• [Given problem]: Render the entries below as a numbered list, omitting any blank lines.

**** Dataset records ****

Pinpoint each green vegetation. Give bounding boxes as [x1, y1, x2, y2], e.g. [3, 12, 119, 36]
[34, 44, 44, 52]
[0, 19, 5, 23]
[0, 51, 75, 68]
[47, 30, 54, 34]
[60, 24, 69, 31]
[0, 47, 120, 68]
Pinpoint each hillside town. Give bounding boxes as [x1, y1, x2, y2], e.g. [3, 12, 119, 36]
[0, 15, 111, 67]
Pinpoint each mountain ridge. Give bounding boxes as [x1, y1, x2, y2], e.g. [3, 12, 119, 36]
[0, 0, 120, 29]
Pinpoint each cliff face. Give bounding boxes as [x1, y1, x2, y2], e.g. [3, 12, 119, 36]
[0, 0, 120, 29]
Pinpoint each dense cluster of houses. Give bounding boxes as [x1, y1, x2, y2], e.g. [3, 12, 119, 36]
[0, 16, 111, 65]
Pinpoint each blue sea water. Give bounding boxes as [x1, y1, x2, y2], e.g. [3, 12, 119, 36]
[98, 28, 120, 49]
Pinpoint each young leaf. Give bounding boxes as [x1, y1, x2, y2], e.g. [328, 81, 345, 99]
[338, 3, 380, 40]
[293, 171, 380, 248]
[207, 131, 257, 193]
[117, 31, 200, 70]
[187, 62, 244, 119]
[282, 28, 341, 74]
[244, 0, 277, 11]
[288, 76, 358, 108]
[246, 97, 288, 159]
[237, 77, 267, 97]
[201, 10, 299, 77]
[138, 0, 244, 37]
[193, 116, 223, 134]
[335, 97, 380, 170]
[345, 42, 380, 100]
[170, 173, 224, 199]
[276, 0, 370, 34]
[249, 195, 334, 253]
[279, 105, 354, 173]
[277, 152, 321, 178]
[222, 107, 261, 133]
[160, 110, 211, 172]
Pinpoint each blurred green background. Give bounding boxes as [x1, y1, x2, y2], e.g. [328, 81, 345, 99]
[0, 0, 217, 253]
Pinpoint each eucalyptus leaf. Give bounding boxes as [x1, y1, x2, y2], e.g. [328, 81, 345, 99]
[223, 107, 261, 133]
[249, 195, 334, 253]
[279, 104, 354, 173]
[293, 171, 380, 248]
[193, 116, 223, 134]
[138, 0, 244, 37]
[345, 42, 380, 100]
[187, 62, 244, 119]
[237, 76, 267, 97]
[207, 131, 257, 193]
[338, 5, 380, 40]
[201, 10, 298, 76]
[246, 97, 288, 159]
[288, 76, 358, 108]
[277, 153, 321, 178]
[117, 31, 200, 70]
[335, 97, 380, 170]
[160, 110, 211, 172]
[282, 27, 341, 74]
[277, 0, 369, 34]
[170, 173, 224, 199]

****

• [Result of the task]:
1. Pinpoint each green vegetation. Give bounding boxes as [x1, y1, x2, y2], e.g. [3, 12, 119, 36]
2. [34, 44, 44, 52]
3. [0, 19, 5, 23]
4. [0, 51, 75, 68]
5. [47, 30, 54, 34]
6. [60, 24, 69, 31]
7. [0, 47, 120, 68]
8. Pinpoint each hillside town. Give bounding boxes as [x1, y1, x2, y2], e.g. [3, 12, 119, 36]
9. [0, 15, 111, 67]
10. Pinpoint each mountain ridge. Give bounding boxes as [x1, y1, x2, y2], e.g. [3, 12, 119, 36]
11. [0, 0, 120, 29]
12. Pinpoint each cliff face. Give bounding boxes as [x1, y1, x2, y2], e.g. [3, 12, 119, 36]
13. [0, 0, 120, 29]
14. Pinpoint each dense cluster of houses. Give bounding boxes as [x1, y1, x2, y2], e.g. [3, 12, 119, 36]
15. [0, 16, 111, 65]
16. Pinpoint each blue sea water. Give bounding boxes as [x1, y1, x2, y2], e.g. [3, 12, 119, 36]
17. [98, 28, 120, 49]
18. Pinpoint each young leaf. Give bounding boxes as [x1, y1, x2, y2], e.g. [328, 81, 345, 99]
19. [338, 3, 380, 40]
20. [293, 171, 380, 248]
21. [207, 131, 257, 193]
22. [117, 31, 200, 70]
23. [187, 62, 244, 119]
24. [282, 28, 341, 74]
25. [244, 0, 277, 11]
26. [288, 76, 358, 108]
27. [246, 97, 288, 159]
28. [237, 77, 267, 97]
29. [201, 10, 299, 77]
30. [138, 0, 244, 37]
31. [193, 116, 223, 134]
32. [335, 97, 380, 170]
33. [345, 42, 380, 100]
34. [170, 173, 224, 199]
35. [276, 0, 370, 34]
36. [249, 195, 334, 253]
37. [279, 105, 354, 173]
38. [277, 152, 321, 178]
39. [222, 107, 261, 133]
40. [160, 110, 211, 172]
41. Pinpoint each blurred green background. Give bounding boxes as [x1, y1, x2, y2], e.g. [328, 81, 345, 99]
42. [0, 0, 217, 253]
43. Pinpoint each eucalyptus leaf. Give bounding boxes as [x1, y1, x2, y2], e.g. [328, 81, 345, 99]
44. [223, 107, 261, 133]
45. [249, 195, 334, 253]
46. [279, 104, 354, 173]
47. [293, 171, 380, 248]
48. [193, 116, 223, 134]
49. [138, 0, 244, 37]
50. [345, 42, 380, 100]
51. [187, 62, 244, 119]
52. [237, 76, 267, 97]
53. [207, 131, 257, 193]
54. [338, 5, 380, 40]
55. [201, 10, 298, 76]
56. [246, 97, 288, 159]
57. [288, 76, 358, 108]
58. [277, 153, 321, 178]
59. [117, 31, 200, 70]
60. [335, 97, 380, 170]
61. [160, 110, 211, 172]
62. [282, 27, 341, 74]
63. [277, 0, 369, 34]
64. [170, 173, 224, 199]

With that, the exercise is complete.